== Teks yang Disediakan ==
SENIN 13 MARET 2017
MAUMERE — Diskriminasi kepada kaum perempuan dan kaum difabel masih terjadi di negeri ini. Fasilitas umum dan perlakuan baik oleh pemerintah maupun pihak swasta masih jauh dari harapan termasuk di Kabupaten Sikka.
![]() |
Feby (duduk di tengah) bersama teman kuliahnya di jurusan Psikologi Universitas Nusa Nipa (Unipa) Maumere. |
Kesan ini yang terekam dalam diri Febryana Petronela Dua Pote, salah seorang kaum difabel. Perempuan yang memiliki tinggi badan terbatas saat ditemui Cendana News di rumah sederhananya di Kelurahan Beru kota Maumere, Selasa (7/3/2017) pagi.
Feby sapaannya tidak merasa minder bahkan selalu semangat dan terus berusaha keras menggapai cita-citanya dengan melanjutkan kuliah di Fakultas Ilmu Sosial, Jurusan Psikologi Universitas Nusa Nipa Maumere.
Tamatan SMA PGRI Maumere ini melanjutkan pendidikan ke jenjang perguruan tinggi agar bisa menggapai cita-cita dan bisa merubah hidup, memiliki motivasi agar orang lain jangan menganggap remeh orang-orang sepertinya, kaum difabel.
“Saya sudah bertekad agar bisa meraih sukses, saya ingin merubah hidup saya menjadi lebih baik dan bagi teman –teman seperti saya jangan mudah putus asa dan terus semangat, maju terus menggapai kesuksesan karena Tuhan tidak buta,” tuturnya lantang.
Sudah Mulai Setara
Ditemui di kampus Unipa Jumat (10/3/2017) Feby terlihat akrab bercengkerama dengan teman-teman kuliahnya baik lelaki maupun perempuan. Mereka terlihat akrab bersenda girau bahkan sesekali tertawa lepas.
Feby menyesalkan diskriminasi di Sikka masih terjadi khususnya di kampung-kampung yang menganggap kaum difabel dan kaum perempuan tidak perlu melanjutkan pendidikan ke jenjang yang lebih tinggi.
Selain faktor adat dan budaya, juga karena faktor ekonomi dan juga karena pengaruh teman dan orang lain yang mengatakan buat apa perempuan bersekolah tinggi-tinggi, nantinya juga akan bekerja di dapur.
“Ada anak muda khususnya perempuan yang orang tuanya mampu tapi mereka malas kuliah karena pengaruh buruk dan ajakan teman. Padahal sekarang ini antara laki-laki dan kaum perempuan sudah mulai setara,” ungkapnya.
Selama berkuliah sebut mahasiswi semester IV ini, teman-temannya selalu memberikan dukungan. Memang terkadang teman-temannya suka bercanda dan menggodanya tapi semua itu tidak sampai kepada tahap melukai perasaannya.
Feby merasa bersyukur sebab bisa kuliah dengan biaya yang bukan saja dari orang tua tetapi dari orang lain yang rela mengulurkan tangan membantu biaya kuliahnya di kampus orange Unipa Maumere.
===
== Data yang Ditampilkan ==
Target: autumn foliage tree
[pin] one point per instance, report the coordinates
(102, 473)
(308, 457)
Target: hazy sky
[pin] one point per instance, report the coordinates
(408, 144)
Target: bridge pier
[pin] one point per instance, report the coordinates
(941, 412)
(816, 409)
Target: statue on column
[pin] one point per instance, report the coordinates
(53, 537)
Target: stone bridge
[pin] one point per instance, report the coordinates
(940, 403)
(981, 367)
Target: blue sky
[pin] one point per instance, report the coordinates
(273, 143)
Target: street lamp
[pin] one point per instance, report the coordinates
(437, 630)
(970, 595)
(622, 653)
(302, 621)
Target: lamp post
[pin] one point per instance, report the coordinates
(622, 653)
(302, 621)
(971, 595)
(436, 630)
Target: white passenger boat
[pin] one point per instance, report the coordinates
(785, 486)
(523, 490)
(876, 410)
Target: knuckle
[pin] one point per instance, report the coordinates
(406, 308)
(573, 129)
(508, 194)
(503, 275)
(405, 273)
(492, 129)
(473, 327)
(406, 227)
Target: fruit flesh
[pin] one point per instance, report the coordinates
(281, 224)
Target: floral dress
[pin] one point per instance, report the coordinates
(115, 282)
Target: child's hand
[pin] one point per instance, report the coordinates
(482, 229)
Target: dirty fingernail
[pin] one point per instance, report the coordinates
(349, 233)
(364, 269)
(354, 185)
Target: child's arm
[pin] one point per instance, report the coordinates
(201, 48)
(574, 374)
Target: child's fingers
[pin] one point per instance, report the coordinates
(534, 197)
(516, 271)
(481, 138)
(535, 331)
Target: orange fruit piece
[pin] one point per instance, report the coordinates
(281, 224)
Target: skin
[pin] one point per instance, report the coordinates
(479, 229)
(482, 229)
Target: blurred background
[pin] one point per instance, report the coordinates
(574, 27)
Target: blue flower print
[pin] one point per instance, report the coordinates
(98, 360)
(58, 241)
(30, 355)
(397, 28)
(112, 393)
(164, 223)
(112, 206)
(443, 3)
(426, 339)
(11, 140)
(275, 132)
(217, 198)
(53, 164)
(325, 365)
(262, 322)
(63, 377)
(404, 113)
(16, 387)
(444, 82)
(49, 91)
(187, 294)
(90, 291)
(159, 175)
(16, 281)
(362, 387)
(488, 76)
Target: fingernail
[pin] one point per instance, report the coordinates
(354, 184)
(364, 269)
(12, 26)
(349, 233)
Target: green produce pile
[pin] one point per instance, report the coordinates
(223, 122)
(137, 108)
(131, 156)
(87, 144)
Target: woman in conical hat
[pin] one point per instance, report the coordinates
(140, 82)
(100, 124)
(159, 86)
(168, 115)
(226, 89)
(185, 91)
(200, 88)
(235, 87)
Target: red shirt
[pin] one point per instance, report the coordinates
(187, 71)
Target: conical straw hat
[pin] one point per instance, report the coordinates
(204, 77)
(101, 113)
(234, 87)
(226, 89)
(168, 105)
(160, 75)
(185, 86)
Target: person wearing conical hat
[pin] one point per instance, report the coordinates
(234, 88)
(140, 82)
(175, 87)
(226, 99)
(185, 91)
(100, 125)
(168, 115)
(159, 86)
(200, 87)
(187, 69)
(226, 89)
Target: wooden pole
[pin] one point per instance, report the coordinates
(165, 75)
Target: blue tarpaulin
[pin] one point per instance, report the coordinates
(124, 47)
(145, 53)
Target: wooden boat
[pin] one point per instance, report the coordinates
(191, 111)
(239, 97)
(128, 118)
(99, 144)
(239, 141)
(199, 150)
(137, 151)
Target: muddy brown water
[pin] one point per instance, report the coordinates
===
◆ **Tugas Tertulis A**: Tuliskan kembali tanpa perubahan bagian teks yang disediakan dari "Tamatan SMA PGRI" hingga "yang lebih tinggi.", termasuk kedua bagian tersebut.
◆ **Tugas Tertulis B**: Menurut teks yang disediakan, Feby adalah tamatan sekolah apa?
Materi tersebut merupakan bahan tersendiri yang terpisah dari teks.

◆ **Jawaban Akhir A**:
Tamatan SMA PGRI Maumere ini melanjutkan pendidikan ke jenjang perguruan tinggi agar bisa menggapai cita-cita dan bisa merubah hidup, memiliki motivasi agar orang lain jangan menganggap remeh orang-orang sepertinya, kaum difabel.
“Saya sudah bertekad agar bisa meraih sukses, saya ingin merubah hidup saya menjadi lebih baik dan bagi teman –teman seperti saya jangan mudah putus asa dan terus semangat, maju terus menggapai kesuksesan karena Tuhan tidak buta,” tuturnya lantang.
Sudah Mulai Setara
Ditemui di kampus Unipa Jumat (10/3/2017) Feby terlihat akrab bercengkerama dengan teman-teman kuliahnya baik lelaki maupun perempuan. Mereka terlihat akrab bersenda girau bahkan sesekali tertawa lepas.
Feby menyesalkan diskriminasi di Sikka masih terjadi khususnya di kampung-kampung yang menganggap kaum difabel dan kaum perempuan tidak perlu melanjutkan pendidikan ke jenjang yang lebih tinggi.

◆ **Jawaban Akhir B**: Feby adalah tamatan SMA PGRI Maumere.